◆ **Raw records**:

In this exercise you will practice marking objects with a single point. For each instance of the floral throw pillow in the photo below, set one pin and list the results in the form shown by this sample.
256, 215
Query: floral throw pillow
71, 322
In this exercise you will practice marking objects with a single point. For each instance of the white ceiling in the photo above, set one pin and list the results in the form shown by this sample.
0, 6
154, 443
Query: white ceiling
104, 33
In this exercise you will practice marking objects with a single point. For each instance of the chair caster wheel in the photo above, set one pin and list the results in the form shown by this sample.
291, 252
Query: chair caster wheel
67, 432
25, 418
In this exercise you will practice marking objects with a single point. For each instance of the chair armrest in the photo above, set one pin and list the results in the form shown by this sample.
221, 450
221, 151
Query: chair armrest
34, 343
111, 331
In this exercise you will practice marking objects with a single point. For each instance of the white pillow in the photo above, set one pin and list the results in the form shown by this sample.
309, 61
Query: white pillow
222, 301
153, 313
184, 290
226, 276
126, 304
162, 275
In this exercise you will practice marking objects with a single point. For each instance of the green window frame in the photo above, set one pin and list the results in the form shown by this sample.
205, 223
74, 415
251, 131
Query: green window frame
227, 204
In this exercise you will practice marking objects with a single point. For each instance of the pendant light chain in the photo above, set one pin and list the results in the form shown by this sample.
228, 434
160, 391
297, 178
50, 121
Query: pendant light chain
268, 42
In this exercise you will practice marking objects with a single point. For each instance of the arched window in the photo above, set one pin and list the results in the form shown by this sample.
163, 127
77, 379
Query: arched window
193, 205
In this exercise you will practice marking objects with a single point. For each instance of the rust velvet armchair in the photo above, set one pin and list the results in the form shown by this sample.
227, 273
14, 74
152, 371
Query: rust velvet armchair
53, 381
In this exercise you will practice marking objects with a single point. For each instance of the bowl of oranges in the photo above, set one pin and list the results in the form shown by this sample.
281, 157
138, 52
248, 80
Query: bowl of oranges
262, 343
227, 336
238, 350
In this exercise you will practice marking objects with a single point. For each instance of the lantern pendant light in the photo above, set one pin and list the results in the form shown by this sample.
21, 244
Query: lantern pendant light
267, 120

◆ **What this task involves**:
Starting at the line that has "of the lantern" and running through the end of the data, rename "lantern pendant light" to "hanging lantern" and give those lines again with nothing else changed.

◆ **Result of this task**:
In this exercise you will practice marking objects with a single point. For each instance of the hanging lantern in the photo above, set one pin and list the results in the form shown by this sample.
21, 244
Query: hanging lantern
267, 120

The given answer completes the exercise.